What you will do: Would you give the entries below again, precisely as they are written?
-- Given data follows --
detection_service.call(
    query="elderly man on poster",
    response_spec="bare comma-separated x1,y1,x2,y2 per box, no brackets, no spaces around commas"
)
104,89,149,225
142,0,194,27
-- Given data concluded --
Response to this exercise:
detection_service.call(
    query="elderly man on poster",
    response_spec="bare comma-separated x1,y1,x2,y2 per box, no brackets, no spaces around commas"
)
104,89,149,225
142,0,194,27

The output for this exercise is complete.